-- BRIEF --
Print the line that contains "Exercise. Mark the green shrub" and every line after it through the last line of the records below, exactly as written and nothing else.

-------

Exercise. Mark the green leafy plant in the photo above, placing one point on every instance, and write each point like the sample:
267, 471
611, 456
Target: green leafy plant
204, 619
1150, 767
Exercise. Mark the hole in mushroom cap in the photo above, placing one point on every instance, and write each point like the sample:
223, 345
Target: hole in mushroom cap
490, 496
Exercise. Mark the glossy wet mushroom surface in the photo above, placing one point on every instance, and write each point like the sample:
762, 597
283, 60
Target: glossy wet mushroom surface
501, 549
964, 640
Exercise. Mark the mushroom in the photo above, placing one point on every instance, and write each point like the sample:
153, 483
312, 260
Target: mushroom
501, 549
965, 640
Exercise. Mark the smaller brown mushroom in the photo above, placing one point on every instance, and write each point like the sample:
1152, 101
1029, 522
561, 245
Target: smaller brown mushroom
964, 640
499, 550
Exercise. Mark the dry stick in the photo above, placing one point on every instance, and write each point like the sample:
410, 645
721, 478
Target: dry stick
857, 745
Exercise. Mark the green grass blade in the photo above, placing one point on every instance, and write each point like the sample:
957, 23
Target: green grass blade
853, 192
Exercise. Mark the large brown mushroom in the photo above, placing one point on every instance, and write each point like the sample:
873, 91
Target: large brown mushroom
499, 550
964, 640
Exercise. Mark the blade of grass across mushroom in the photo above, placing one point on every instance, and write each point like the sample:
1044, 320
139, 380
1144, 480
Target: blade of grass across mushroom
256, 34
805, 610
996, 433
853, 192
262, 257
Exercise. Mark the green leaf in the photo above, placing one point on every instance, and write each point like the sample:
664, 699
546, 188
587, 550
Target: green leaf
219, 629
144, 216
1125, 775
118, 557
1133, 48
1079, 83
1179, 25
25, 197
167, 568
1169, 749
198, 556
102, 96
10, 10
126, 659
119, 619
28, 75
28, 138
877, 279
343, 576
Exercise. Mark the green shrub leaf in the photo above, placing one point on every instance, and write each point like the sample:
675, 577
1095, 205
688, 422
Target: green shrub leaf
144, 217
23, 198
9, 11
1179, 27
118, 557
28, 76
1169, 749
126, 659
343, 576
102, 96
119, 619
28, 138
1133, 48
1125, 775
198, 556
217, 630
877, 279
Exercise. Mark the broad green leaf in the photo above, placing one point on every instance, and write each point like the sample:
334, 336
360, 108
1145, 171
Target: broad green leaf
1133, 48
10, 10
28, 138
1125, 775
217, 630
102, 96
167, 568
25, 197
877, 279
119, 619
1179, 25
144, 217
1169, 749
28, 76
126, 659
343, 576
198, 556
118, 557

-------

-- EXPECTED ANSWER --
Exercise. Mark the green shrub leaf in the photo above, placing one point on every instance, and write each point like the sample:
675, 577
1095, 205
688, 422
Target: green shrub leaf
144, 217
23, 198
9, 11
1179, 27
118, 557
28, 76
1169, 749
126, 659
343, 576
102, 96
119, 619
28, 138
1133, 48
1125, 775
198, 556
217, 630
877, 279
Exercise. Mark the broad green leaf in the photo above, placing one point on every instance, and write each point like the sample:
334, 336
360, 108
1145, 171
Target: broad green leaf
1133, 48
10, 10
28, 138
1125, 775
217, 630
102, 96
167, 568
25, 197
877, 279
119, 619
1179, 25
144, 217
1169, 749
28, 76
126, 659
343, 576
198, 556
118, 557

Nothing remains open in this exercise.